#### DIRECTIVE
Copy the data below word for word, beginning at the line that contains "Return one point per instance of the roll cage" and continuing through the final line of the data.

## Start SUPPLIED RECORDS

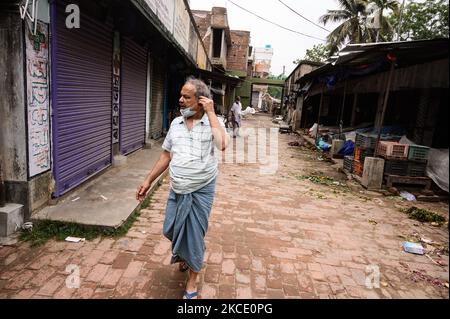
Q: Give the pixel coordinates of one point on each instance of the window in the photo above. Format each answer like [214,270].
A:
[217,42]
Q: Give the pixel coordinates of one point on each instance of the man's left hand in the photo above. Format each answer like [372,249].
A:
[208,104]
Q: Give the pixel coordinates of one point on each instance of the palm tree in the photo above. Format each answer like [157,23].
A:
[352,14]
[385,26]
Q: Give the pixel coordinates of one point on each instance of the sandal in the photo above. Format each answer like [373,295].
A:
[183,266]
[190,295]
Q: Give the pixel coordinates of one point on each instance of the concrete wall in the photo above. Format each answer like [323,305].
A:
[34,193]
[13,141]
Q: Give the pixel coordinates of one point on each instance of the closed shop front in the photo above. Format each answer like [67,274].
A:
[157,105]
[81,98]
[133,96]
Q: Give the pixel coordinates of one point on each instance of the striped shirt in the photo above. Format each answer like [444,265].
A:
[193,164]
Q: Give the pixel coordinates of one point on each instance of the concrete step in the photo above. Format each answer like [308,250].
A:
[11,218]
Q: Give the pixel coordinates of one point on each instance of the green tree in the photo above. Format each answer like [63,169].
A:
[385,25]
[352,15]
[318,53]
[274,91]
[421,21]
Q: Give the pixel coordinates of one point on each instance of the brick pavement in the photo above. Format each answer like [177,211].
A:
[270,236]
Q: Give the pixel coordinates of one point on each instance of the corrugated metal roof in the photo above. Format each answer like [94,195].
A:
[365,55]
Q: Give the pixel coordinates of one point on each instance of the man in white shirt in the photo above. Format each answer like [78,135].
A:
[188,151]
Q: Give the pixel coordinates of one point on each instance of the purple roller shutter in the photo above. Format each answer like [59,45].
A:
[81,99]
[133,93]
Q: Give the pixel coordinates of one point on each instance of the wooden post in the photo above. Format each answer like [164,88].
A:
[318,116]
[342,110]
[386,99]
[355,102]
[2,189]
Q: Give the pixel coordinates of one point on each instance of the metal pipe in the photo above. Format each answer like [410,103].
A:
[318,116]
[342,110]
[399,27]
[386,98]
[2,188]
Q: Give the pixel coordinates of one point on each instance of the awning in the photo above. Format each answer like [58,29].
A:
[217,91]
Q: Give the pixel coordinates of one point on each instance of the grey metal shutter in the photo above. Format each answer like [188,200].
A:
[158,77]
[133,94]
[81,93]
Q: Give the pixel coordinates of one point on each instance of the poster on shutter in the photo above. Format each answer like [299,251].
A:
[193,42]
[201,56]
[116,87]
[152,5]
[181,25]
[37,78]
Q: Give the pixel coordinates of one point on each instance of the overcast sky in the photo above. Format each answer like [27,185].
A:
[287,46]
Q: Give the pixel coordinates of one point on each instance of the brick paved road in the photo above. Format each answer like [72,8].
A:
[272,236]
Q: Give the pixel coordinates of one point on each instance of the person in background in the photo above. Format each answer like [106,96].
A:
[236,115]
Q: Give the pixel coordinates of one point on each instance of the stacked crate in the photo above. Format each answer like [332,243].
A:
[348,164]
[403,160]
[364,146]
[418,160]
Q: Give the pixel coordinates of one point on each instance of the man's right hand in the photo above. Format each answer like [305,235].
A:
[142,191]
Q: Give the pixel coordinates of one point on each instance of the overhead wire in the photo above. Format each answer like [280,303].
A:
[274,23]
[317,25]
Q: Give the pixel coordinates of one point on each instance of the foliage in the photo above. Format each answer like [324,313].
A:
[423,215]
[352,15]
[318,53]
[45,230]
[275,91]
[421,21]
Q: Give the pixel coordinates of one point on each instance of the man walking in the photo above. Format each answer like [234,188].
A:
[188,151]
[236,109]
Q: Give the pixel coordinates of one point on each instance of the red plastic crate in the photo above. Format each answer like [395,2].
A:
[357,168]
[393,150]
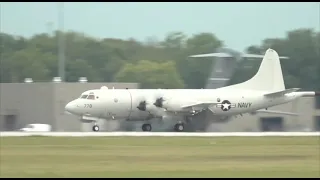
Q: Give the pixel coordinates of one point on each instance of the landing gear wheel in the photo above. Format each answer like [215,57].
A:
[179,127]
[146,127]
[95,128]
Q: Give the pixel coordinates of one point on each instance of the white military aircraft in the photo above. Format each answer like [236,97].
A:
[265,89]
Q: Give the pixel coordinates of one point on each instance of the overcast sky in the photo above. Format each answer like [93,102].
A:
[238,24]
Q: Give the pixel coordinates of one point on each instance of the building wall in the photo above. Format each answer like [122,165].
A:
[45,102]
[30,103]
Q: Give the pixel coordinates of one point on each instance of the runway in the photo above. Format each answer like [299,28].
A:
[160,134]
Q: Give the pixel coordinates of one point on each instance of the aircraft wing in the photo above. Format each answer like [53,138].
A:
[276,112]
[281,93]
[223,55]
[259,56]
[201,105]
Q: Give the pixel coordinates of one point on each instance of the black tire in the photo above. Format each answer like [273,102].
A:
[146,127]
[95,128]
[179,127]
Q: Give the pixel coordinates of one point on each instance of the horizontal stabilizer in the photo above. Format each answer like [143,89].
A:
[277,112]
[260,56]
[281,93]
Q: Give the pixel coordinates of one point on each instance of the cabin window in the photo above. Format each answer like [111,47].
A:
[84,96]
[91,97]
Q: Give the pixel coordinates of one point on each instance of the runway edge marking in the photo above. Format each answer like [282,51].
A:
[160,134]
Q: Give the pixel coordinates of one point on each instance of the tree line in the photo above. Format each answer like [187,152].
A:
[153,64]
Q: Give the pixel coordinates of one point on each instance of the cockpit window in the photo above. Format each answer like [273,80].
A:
[90,97]
[29,126]
[84,96]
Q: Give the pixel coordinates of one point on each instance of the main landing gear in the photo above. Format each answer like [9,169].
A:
[146,127]
[179,127]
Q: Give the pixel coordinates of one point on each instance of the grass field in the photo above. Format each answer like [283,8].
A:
[160,157]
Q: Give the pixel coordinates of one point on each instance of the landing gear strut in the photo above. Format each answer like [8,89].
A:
[179,127]
[146,127]
[95,128]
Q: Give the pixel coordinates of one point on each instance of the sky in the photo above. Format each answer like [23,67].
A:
[237,24]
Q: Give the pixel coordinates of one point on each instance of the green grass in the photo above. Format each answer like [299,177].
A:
[159,157]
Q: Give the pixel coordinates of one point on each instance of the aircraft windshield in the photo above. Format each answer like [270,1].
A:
[90,97]
[84,96]
[29,126]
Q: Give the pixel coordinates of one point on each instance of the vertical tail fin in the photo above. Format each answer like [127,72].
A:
[269,76]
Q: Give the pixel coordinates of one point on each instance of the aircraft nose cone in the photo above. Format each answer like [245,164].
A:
[70,107]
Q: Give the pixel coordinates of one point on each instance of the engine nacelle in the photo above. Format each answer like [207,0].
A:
[147,106]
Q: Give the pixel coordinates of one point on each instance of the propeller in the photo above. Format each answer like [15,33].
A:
[159,102]
[142,106]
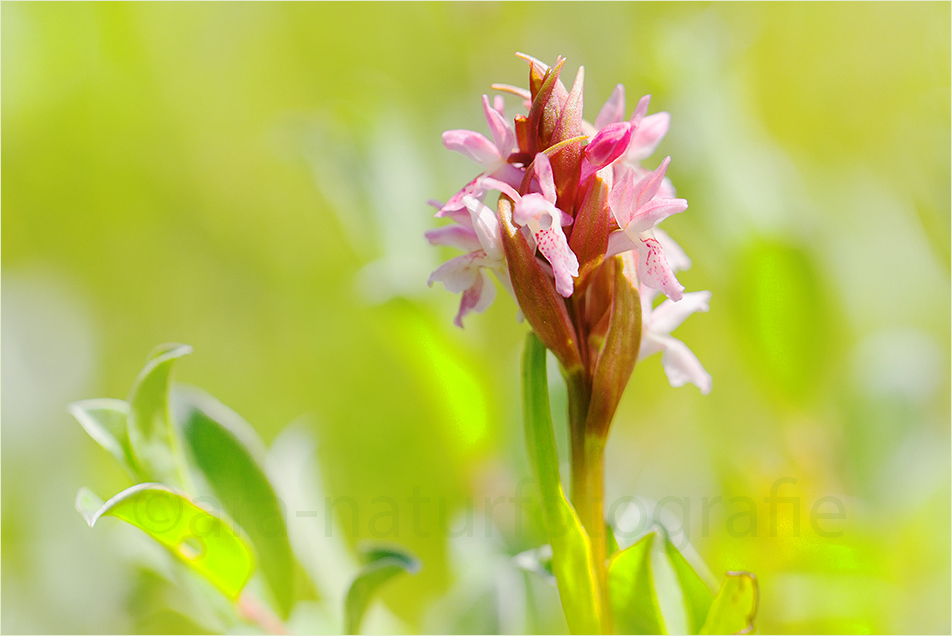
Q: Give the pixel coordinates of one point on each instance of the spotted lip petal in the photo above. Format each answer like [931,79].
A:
[654,271]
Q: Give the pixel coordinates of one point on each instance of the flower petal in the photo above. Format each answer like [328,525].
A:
[458,274]
[606,146]
[543,168]
[622,196]
[648,186]
[653,269]
[502,133]
[555,248]
[618,242]
[476,298]
[454,236]
[485,226]
[647,136]
[677,259]
[669,315]
[655,211]
[682,366]
[475,188]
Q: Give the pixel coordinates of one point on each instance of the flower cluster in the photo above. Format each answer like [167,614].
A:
[573,236]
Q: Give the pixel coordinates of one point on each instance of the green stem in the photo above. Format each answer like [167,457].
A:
[588,484]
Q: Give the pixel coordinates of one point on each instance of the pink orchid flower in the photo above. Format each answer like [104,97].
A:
[638,209]
[491,155]
[647,130]
[679,362]
[536,211]
[476,230]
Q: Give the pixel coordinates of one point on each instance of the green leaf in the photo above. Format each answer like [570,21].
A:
[698,597]
[230,455]
[88,504]
[106,421]
[735,606]
[631,589]
[203,541]
[153,440]
[571,546]
[381,565]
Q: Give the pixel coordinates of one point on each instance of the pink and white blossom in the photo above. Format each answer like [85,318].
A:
[492,156]
[679,362]
[637,209]
[536,211]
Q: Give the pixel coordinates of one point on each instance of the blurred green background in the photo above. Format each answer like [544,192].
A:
[251,179]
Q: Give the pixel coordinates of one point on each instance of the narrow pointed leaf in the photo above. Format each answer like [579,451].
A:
[541,304]
[571,547]
[381,565]
[735,606]
[631,589]
[153,440]
[698,597]
[88,504]
[229,454]
[106,421]
[619,352]
[201,540]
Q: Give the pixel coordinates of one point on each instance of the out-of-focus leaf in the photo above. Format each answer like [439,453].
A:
[203,541]
[697,595]
[230,455]
[631,590]
[88,504]
[381,565]
[106,421]
[571,546]
[735,606]
[151,436]
[538,561]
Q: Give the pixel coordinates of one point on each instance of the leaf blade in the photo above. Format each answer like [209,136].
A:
[735,606]
[631,589]
[228,452]
[571,547]
[154,443]
[106,421]
[203,541]
[382,565]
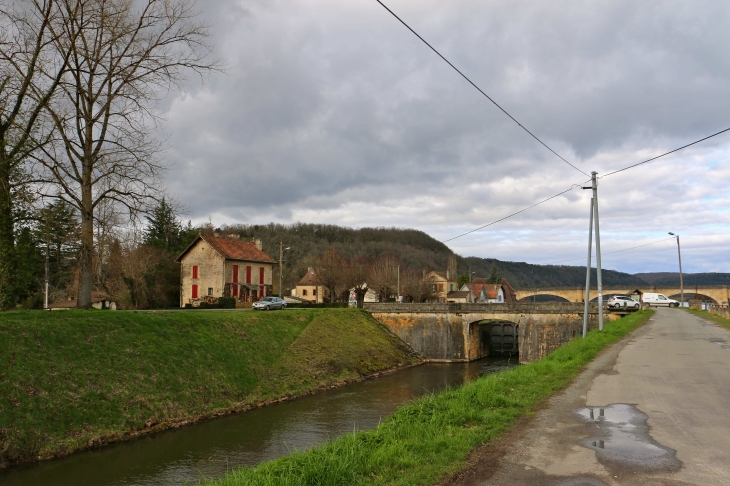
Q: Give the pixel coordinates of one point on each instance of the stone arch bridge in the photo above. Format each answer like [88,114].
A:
[458,332]
[720,294]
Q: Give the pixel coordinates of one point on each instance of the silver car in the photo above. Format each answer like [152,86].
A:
[622,302]
[268,303]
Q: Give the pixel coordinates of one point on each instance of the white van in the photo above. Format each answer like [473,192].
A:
[658,299]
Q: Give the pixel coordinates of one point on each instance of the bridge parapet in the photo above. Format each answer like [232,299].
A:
[504,308]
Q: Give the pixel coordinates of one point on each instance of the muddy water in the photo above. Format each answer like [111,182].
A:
[209,449]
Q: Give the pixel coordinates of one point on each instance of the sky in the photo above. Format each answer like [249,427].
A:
[333,112]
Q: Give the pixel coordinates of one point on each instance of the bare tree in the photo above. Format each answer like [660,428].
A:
[29,76]
[124,56]
[329,272]
[383,275]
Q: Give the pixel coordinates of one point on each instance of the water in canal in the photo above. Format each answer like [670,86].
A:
[208,449]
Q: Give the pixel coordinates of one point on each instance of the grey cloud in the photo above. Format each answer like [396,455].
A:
[335,113]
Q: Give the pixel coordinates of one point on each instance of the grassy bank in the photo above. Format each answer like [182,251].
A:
[712,317]
[73,379]
[422,442]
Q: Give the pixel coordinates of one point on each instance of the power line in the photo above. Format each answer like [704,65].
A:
[478,88]
[662,155]
[611,252]
[513,214]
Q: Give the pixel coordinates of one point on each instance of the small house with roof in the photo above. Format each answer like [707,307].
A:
[309,289]
[441,284]
[213,267]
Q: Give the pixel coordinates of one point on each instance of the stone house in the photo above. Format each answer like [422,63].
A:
[441,285]
[308,289]
[484,293]
[213,267]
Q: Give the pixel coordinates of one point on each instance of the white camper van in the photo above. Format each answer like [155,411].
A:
[658,299]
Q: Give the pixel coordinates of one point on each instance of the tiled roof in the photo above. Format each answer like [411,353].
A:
[232,249]
[309,278]
[458,294]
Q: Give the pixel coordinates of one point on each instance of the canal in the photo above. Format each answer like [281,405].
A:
[208,449]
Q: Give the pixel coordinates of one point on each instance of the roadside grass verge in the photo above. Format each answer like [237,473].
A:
[430,438]
[711,317]
[75,379]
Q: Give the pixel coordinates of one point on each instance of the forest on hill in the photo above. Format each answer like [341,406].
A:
[414,249]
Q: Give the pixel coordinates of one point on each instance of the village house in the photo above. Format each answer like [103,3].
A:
[213,267]
[484,293]
[441,285]
[308,289]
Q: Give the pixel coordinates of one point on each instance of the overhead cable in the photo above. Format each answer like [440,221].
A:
[513,214]
[478,88]
[662,155]
[611,252]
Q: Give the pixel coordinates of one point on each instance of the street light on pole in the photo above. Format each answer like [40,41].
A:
[679,253]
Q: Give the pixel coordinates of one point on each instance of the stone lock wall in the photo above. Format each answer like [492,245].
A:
[450,332]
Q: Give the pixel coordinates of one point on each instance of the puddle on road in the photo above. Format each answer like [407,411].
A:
[622,439]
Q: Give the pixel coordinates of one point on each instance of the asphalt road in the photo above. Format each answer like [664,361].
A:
[654,409]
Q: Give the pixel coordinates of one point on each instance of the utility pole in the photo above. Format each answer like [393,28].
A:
[681,283]
[594,212]
[598,251]
[588,273]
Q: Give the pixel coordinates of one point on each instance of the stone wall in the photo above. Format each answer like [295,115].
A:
[450,332]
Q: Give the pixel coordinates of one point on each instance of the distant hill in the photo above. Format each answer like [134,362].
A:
[672,278]
[413,248]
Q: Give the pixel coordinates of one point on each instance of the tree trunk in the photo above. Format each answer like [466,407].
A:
[8,260]
[87,244]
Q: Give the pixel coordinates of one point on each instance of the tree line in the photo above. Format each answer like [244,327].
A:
[80,82]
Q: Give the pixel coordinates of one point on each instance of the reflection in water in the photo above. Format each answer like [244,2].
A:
[209,449]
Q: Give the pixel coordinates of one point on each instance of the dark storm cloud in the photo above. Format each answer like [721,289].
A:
[333,112]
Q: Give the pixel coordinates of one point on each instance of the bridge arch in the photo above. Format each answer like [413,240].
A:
[495,336]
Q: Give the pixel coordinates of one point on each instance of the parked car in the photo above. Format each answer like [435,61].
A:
[658,299]
[622,302]
[268,303]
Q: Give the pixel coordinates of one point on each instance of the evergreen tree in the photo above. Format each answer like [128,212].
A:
[494,276]
[164,231]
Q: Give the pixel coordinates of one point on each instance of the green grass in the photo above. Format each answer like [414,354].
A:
[723,321]
[423,441]
[69,379]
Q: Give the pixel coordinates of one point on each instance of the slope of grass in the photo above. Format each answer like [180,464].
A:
[73,379]
[712,317]
[422,442]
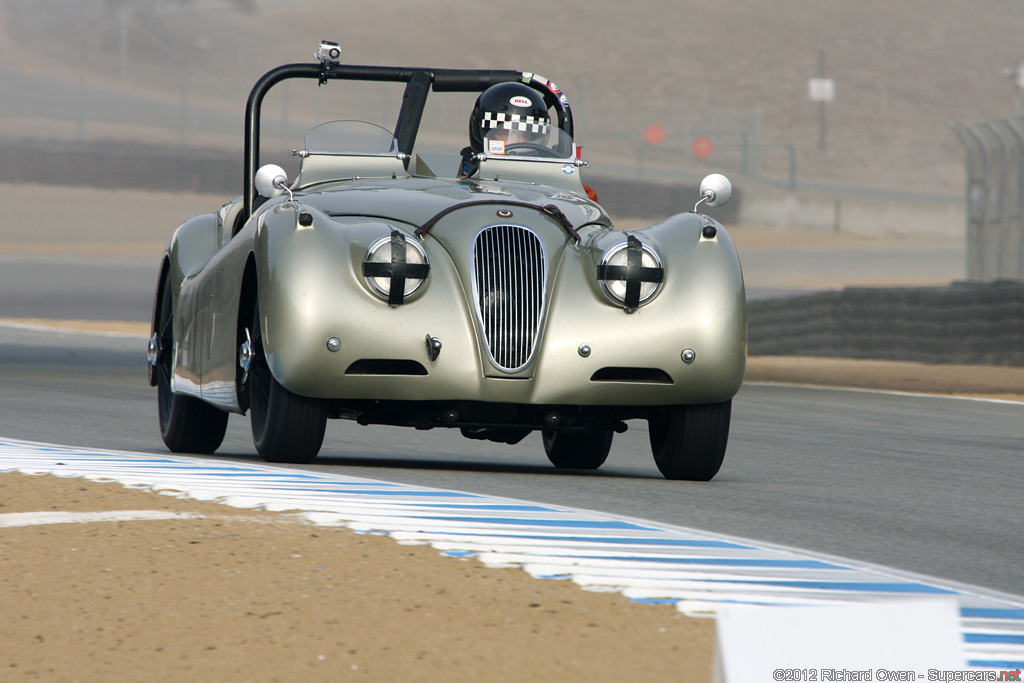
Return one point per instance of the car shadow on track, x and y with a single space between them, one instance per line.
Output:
385 463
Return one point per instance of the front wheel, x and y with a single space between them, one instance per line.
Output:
577 449
688 441
186 424
287 427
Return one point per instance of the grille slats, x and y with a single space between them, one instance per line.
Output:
509 280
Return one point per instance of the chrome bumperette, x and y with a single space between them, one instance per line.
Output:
510 275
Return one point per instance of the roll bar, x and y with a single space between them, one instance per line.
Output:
419 83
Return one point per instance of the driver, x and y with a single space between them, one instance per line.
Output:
516 114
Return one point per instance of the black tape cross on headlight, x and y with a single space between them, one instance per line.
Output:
634 273
397 271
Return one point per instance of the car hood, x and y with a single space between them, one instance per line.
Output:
415 201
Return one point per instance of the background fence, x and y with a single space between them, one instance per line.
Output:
994 198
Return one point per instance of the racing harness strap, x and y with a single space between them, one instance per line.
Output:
633 273
398 270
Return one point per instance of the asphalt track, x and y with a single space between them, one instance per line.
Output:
920 483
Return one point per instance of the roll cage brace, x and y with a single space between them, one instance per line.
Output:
419 82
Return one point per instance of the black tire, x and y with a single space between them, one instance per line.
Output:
689 441
287 428
577 449
186 424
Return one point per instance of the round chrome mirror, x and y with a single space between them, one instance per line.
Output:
270 180
716 189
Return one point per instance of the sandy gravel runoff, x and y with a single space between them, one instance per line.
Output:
242 595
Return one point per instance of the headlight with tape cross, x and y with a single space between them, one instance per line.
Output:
395 268
631 273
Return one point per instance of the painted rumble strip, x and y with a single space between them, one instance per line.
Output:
645 561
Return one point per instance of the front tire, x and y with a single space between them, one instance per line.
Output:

## End SUPPLIED RECORDS

#### ANSWER TO THE EXERCISE
Return one point per instance of the roll cage brace, x and y with a single space between them, one instance per line.
Output:
419 82
Return one point per instance of the black tire, x and y with a single space between them, one instance per line.
Output:
689 441
287 428
577 449
186 424
Return one point per instance of the round chrome mirror, x and y with a single space between them, one instance per line.
Output:
270 180
716 189
Return one point per instance of the sandy gravel runoff, x and y with a single space between them, one instance per line.
Output:
242 595
Return one point per instance of the headlight with tape cross, x and y with a single space between them, one instance per line.
Output:
395 268
631 273
Return one point per instance of the painted rumble strip, x and y with a single space between them, one instance per line.
Output:
645 561
Return one point per instance of the front tire, x and y with a single space between them, one instance per line.
Output:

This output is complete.